▸ Tarefa 1: Informe somente quantas linhas dos registros abaixo contêm a palavra "test", levando em conta a distinção entre maiúsculas e minúsculas.

▸ Trecho para leitura:
——

São Paulo, terça-feira, 23 de setembro de 2008

Texto Anterior | Próximo Texto | Índice

CECILIA GIANNETTI

Direita, esquerda - cada um no seu quadrado


Inúmeras vezes já me escapou das mãos uma broa ou quase voou o café por conta da gritaria do ex-general

NÃO É DE POLÍTICA que vou tratar, mas de direção, sentido e educação. Tá certo, há no meio disso um político: Sérgio Cabral, que deseja que o carioca passe a priorizar bicicletas para se locomover pela cidade, que, em sua fantasia, será toda retomada por ciclovias e sinalização apropriada. Pensa que o Rio de Janeiro é Berlim e que o carioca é berlinense.
Falo do melhor modelo de ciclista que conheci, não do modelo que encantou o governador (Paris). O berlinense, seja imigrante ou nascido na cidade, vai ao trabalho de bicicleta, e -uau!- retorna montado nela -não há oportunidade para ter levados seus pertences ou a própria bicicleta, ainda que pare religiosamente diante de cada sinal destinado a ele em uma completíssima rede de ciclovias. Tais ciclistas ainda têm a manha de pedalar bêbados ou portando garrafas de cerveja abertas (lá esse negócio de cerveja é moda) sem causar acidentes, e o fazem sem aloprar o trânsito -que envolve, além de outros ciclistas, pedestres, carros e um sem-número de taxistas turcos, romenos e até alemães.
Claro, meu tema saiu de algum lugar: "Que se exploda o berlinense!", berrava -pois só fala aos decibéis-, redundante como a história, um vizinho militar reformado -12 metros abaixo de minha janela, ele debate a eficiência das ciclovias em Berlim versus a sua viabilidade no Rio, no maldito bar colado ao prédio, cujo vozerio cresce como um eco perturbador até meu apartamento. "Mesmo que se ponha aqui a mais completa rede de ciclovias, que se garanta segurança, o Rio de Janeiro precisa de pelo menos uns dois bombardeios para o carioca aprender que diabos é direita e que diabos é esquerda!"

——

▸ Registros de entrada:

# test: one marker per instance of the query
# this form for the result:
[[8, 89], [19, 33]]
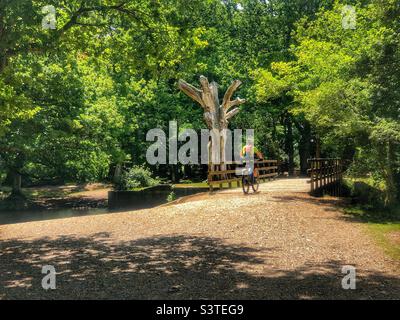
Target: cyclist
[[249, 154]]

——

▸ Tarefa 2: Reproduza, sem qualquer alteração, uma parte do texto sobre ciclovias: comece nas palavras "NÃO É DE POLÍTICA" e encerre após "carioca é berlinense.".

▸ Resposta da tarefa 1: 1

▸ Resposta da tarefa 2:
NÃO É DE POLÍTICA que vou tratar, mas de direção, sentido e educação. Tá certo, há no meio disso um político: Sérgio Cabral, que deseja que o carioca passe a priorizar bicicletas para se locomover pela cidade, que, em sua fantasia, será toda retomada por ciclovias e sinalização apropriada. Pensa que o Rio de Janeiro é Berlim e que o carioca é berlinense.